* _Set exercise a_
Take the entries starting with the line with "the white floral" and going on through the line with "the dark hair", and write those lines out again with "pixel coordinates" swapped for "x-y coordinates" and everything else left as it is.

# Excerpted passage start

This was first published in the ‘Daily News’, October 12, 2009. The following day my mother passed away. She was a giver, her students and almost everyone who was blessed to be her friend would agree.
There are those who write
and those who read. I write and read. Some who do not write, but read, write to
me now and then, making a comment, disputing a claim, inquiring after my health
and sometimes even insisting that I should write about something that is
important to them.
So I have a small readers’
club of sorts, all connected via email to me but not necessarily to one
another. I enjoy communicating with this ‘club’. I appreciate all. I have my
preferences though. I am not fan of everyone. I am a big fan of an old lady.
Yesterday she sent me a
short email: ‘I just read this in my evening prayer book: “If the only prayer you
ever say in your entire life is ‘thank you’, it will be enough.”’
I thought it was from the
Bible. I did a quick search and came across a man I had never heard of. Eckhart
von Hochheim. He was commonly known as Meister Eckhard. He was a German theologian,
philosopher and mystic who was born in 1260 and died in 1327 of the modern era.

# Excerpted passage end

* _Set exercise b_
Carry on the essay about gratitude from the point where it stops.

# Data supplied start

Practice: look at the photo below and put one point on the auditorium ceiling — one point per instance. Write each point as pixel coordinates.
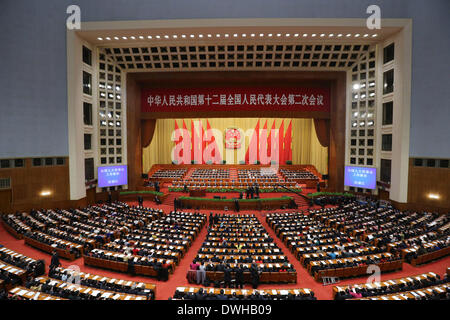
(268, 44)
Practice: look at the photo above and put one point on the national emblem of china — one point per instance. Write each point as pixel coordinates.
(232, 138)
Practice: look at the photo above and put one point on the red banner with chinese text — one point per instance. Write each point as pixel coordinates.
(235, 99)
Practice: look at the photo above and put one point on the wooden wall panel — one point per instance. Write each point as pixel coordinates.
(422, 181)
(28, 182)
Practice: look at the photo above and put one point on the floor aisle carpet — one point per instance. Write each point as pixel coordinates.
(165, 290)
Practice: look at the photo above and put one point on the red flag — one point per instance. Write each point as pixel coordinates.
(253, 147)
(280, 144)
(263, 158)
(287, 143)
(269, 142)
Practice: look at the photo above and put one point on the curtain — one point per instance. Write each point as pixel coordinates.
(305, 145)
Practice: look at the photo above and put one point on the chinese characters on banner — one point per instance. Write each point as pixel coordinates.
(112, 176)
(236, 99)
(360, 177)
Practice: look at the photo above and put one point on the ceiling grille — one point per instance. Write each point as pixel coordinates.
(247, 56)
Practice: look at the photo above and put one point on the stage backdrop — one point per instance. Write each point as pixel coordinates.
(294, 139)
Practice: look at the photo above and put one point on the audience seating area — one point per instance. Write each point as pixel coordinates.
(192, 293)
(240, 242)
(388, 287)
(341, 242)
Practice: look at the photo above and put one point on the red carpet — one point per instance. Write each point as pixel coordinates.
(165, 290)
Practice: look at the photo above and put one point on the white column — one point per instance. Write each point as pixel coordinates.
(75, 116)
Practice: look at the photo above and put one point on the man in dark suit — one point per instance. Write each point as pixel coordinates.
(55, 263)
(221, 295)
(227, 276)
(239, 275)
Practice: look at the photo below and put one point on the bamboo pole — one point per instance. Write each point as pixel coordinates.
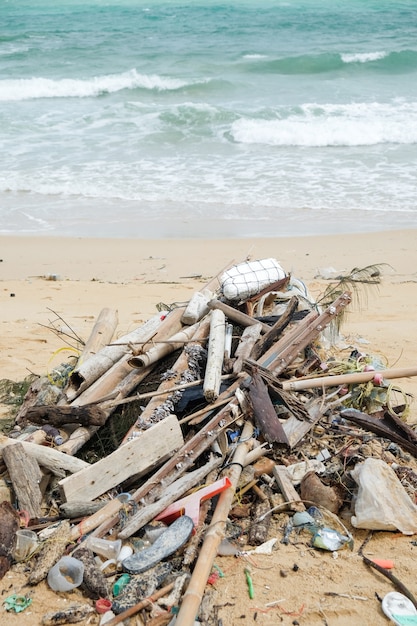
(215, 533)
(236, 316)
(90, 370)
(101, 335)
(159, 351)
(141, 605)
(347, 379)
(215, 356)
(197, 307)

# Data supplied end
# Data supplied start

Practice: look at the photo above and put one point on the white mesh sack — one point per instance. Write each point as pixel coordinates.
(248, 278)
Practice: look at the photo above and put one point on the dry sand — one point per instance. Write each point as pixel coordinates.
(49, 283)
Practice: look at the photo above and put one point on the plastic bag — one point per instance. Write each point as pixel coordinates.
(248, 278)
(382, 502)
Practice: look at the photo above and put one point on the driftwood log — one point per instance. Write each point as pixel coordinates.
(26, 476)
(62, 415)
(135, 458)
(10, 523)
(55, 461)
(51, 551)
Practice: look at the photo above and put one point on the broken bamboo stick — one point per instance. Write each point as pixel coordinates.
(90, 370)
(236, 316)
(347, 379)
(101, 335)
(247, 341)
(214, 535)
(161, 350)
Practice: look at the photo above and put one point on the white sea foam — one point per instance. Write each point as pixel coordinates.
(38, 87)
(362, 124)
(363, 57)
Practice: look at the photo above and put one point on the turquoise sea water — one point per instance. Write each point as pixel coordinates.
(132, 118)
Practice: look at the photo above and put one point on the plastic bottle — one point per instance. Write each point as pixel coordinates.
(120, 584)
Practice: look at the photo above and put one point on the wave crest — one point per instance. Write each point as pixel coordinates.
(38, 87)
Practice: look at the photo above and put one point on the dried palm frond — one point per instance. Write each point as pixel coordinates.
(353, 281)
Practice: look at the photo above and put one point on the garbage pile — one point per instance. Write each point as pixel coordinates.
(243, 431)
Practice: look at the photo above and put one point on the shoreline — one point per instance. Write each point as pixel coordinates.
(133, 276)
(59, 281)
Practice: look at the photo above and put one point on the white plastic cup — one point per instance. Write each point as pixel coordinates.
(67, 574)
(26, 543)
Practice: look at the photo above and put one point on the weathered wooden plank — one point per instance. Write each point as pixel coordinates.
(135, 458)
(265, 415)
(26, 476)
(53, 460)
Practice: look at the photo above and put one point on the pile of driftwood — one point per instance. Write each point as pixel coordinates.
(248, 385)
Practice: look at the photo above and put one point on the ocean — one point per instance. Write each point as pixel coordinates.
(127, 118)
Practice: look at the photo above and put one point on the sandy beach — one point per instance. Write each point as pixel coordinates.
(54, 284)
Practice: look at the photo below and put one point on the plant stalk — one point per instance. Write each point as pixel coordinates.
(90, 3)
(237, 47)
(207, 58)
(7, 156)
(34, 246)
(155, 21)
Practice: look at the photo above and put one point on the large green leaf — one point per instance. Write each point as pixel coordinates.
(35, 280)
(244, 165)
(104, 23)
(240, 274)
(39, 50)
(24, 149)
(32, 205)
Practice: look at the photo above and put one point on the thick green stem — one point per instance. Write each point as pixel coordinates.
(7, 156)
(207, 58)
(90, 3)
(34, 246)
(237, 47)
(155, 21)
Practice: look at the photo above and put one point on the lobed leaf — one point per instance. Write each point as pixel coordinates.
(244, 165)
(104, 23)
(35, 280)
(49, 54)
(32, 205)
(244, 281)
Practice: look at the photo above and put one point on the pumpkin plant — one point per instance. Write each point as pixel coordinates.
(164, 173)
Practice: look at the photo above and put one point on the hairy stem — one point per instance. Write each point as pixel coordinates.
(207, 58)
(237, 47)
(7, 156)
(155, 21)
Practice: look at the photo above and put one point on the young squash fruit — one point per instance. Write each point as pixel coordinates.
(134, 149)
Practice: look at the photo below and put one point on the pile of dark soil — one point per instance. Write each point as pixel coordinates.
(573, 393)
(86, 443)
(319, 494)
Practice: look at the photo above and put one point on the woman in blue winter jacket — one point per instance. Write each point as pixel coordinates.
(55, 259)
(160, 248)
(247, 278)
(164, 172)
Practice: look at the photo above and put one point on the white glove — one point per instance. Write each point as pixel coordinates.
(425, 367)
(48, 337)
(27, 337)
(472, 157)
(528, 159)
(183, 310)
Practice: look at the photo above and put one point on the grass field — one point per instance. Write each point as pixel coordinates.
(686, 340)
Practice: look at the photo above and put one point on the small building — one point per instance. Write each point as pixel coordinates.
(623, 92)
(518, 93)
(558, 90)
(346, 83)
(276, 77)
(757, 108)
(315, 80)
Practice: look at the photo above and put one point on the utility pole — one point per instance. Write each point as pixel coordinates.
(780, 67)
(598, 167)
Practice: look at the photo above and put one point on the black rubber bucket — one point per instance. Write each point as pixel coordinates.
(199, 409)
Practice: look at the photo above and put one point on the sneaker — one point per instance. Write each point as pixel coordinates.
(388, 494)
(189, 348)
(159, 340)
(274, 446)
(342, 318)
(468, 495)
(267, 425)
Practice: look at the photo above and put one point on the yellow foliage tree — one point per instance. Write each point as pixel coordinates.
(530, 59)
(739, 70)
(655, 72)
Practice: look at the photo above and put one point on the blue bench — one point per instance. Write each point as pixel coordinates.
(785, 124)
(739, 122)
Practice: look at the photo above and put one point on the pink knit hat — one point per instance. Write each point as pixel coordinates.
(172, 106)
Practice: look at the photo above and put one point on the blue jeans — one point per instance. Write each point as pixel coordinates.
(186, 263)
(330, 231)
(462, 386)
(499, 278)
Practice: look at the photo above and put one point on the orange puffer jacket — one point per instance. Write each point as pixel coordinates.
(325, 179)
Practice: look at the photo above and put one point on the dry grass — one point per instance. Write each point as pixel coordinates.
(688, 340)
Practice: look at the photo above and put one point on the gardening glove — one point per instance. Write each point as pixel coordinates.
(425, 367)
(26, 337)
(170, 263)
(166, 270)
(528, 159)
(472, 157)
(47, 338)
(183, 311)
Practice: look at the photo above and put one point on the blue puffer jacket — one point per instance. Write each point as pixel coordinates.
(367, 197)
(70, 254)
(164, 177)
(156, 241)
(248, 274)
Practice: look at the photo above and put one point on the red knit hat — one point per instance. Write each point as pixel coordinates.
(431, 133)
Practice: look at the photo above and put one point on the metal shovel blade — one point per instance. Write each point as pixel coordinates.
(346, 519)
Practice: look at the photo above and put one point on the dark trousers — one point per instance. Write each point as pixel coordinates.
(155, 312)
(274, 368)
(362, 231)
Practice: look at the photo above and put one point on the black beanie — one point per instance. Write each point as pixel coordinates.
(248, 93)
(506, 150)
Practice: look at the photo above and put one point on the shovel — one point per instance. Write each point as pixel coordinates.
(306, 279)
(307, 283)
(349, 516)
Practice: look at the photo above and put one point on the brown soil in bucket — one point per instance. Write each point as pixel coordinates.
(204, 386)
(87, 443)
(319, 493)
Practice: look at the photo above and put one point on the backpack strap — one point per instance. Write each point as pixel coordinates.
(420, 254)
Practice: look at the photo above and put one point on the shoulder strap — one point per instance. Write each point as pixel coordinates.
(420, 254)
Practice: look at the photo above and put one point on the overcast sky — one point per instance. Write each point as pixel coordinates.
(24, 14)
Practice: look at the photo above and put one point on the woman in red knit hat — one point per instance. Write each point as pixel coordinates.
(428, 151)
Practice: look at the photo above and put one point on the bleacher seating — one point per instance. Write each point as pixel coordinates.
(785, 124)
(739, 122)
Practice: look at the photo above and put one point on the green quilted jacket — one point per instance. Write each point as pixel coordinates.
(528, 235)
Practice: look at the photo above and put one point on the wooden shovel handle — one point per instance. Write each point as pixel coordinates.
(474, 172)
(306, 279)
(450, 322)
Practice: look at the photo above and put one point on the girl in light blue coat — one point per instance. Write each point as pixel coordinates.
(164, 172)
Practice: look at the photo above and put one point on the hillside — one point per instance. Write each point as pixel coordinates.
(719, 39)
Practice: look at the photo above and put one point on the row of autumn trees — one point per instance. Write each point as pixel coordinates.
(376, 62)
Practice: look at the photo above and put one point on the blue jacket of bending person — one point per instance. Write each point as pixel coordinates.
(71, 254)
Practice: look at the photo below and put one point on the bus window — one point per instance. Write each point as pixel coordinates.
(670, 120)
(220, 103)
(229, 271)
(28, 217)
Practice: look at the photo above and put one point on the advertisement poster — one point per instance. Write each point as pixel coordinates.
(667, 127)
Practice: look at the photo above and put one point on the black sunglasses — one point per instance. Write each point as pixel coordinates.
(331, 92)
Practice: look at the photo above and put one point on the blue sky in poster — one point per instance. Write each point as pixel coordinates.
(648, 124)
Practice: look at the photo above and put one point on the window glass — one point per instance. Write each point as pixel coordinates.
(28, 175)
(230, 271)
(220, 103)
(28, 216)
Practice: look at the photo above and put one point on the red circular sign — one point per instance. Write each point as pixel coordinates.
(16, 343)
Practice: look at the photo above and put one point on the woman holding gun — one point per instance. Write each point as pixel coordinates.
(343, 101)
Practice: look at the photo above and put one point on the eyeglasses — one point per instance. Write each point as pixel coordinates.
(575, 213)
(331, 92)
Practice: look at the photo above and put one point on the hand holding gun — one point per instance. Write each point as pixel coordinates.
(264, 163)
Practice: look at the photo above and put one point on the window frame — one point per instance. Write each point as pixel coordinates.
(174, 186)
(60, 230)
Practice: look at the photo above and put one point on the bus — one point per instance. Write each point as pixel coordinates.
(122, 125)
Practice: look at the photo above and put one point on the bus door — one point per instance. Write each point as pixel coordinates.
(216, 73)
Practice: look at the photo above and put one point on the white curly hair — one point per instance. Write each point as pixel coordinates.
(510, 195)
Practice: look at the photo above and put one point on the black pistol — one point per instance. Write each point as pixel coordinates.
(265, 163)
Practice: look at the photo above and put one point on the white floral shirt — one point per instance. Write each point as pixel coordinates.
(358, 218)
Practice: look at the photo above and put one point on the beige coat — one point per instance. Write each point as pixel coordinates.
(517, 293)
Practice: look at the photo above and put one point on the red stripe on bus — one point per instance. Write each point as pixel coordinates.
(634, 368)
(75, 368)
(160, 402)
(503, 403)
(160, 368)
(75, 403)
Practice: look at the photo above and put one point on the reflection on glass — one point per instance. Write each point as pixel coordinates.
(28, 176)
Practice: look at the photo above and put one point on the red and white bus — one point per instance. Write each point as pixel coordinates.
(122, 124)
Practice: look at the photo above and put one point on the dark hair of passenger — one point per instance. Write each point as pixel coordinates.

# Data supplied end

* _Final result a_
Practice: look at the photo above and put one point on the white floral shirt — one point per instance. Write each point as x-y coordinates.
(358, 218)
Practice: look at the photo above and put one point on the beige coat — one point per instance. Write each point as x-y coordinates.
(517, 293)
Practice: look at the photo above and put one point on the red stripe on bus — one point per instance. Write each point as x-y coordinates.
(634, 368)
(75, 368)
(160, 402)
(503, 403)
(160, 368)
(75, 403)
Practice: look at the photo above and put one point on the reflection on glass — one point per instance. Write each point as x-y coordinates.
(28, 176)
Practice: look at the photo above and put one point on the red and white bus — one point per instance. Write each point as x-y coordinates.
(122, 124)
Practice: look at the photo above and put one point on the dark hair of passenger — one point per instance. Write each point as x-y coordinates.

* _Final result b_
Wikipedia has it that
Meister Eckhart had come into prominence during the decadent Avignon Papacy
when there was tension between the Franciscans and Eckhart’s Dominican Order of
Friars and Preachers. He was tried as a heretic by Pope John XXII. He died
before verdict was issued subsequent to a trail which he made memorable with
his reasoned arguments.
The 19th Century
philosopher Schopenhauer compared Eckhart’s views to the teachings of Indian,
Christian and Islamic mystics and ascetics while some assert that Eckhart’s
sermons closely approach Buddhist thought, according to renowned translator of
Buddhist texts, “so closely indeed, that one could stamp them almost definitely
as coming out of Buddhist speculations”.
All that is stuff for
academics and theologians. What was important is the ‘thank you’.
It occurred to me that we
expend more energy in complaining than in being thankful. It is not that we
need to keep thanking people and being thankful for what we have, either to a
divine entity or circumstances or the contribution of people known and unknown,
deliberate or not. The point is that we hardly ever stop to reflect on gratitude
or reasons for thankfulness.
I asked myself some
questions.
When did you last reflect
on the things your father did to make you who you are? When did you remember
what your mother did for you? Did you remember your teachers? What has the fact
of being born in this beautiful land given you and if there has been some
benefit, have you been thankful, have you showed gratitude to land and
man/woman?
Have you ever paused to
appreciate the breathe that you take, considering the fact that there are those
who have to make home and world at the foot of a mountain of trash? Haven’t you
seen enough un-limbed people to value your fingers, hands and arms? What have
you given that make you feel you have a right to expect things to be given to
you?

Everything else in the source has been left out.